→ Raw records
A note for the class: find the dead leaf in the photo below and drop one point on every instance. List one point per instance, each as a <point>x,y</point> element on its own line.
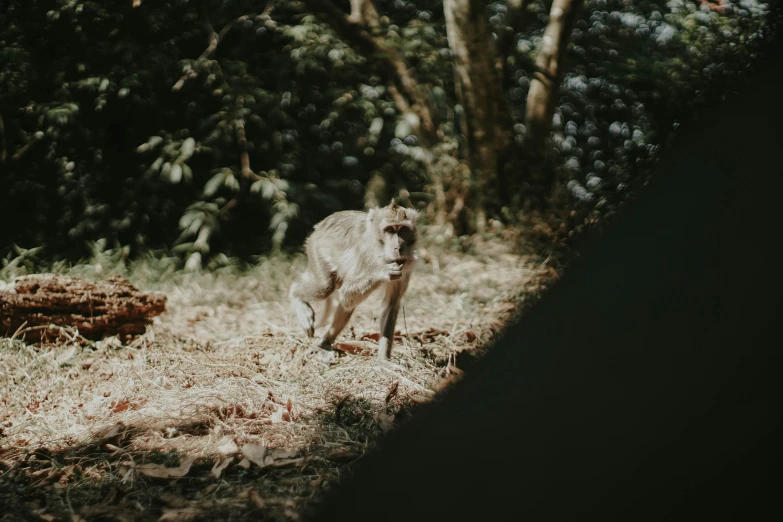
<point>353,347</point>
<point>227,446</point>
<point>180,514</point>
<point>269,457</point>
<point>172,500</point>
<point>392,390</point>
<point>343,455</point>
<point>220,465</point>
<point>106,512</point>
<point>280,415</point>
<point>339,407</point>
<point>161,471</point>
<point>123,405</point>
<point>386,421</point>
<point>255,499</point>
<point>254,453</point>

→ Task directions
Rewrite the entry above with "dead leaf" changed to "fallen leaf" and everything else kept the same. Omit the picture.

→ Result of the task
A note for the class: find the fallen leaf in the photo below and drop one point on every instance. List one point per instance, each as a <point>x,y</point> element on its own line.
<point>353,347</point>
<point>227,446</point>
<point>180,514</point>
<point>269,457</point>
<point>172,500</point>
<point>392,390</point>
<point>343,455</point>
<point>220,465</point>
<point>106,512</point>
<point>280,415</point>
<point>339,407</point>
<point>161,471</point>
<point>123,405</point>
<point>386,421</point>
<point>255,499</point>
<point>254,453</point>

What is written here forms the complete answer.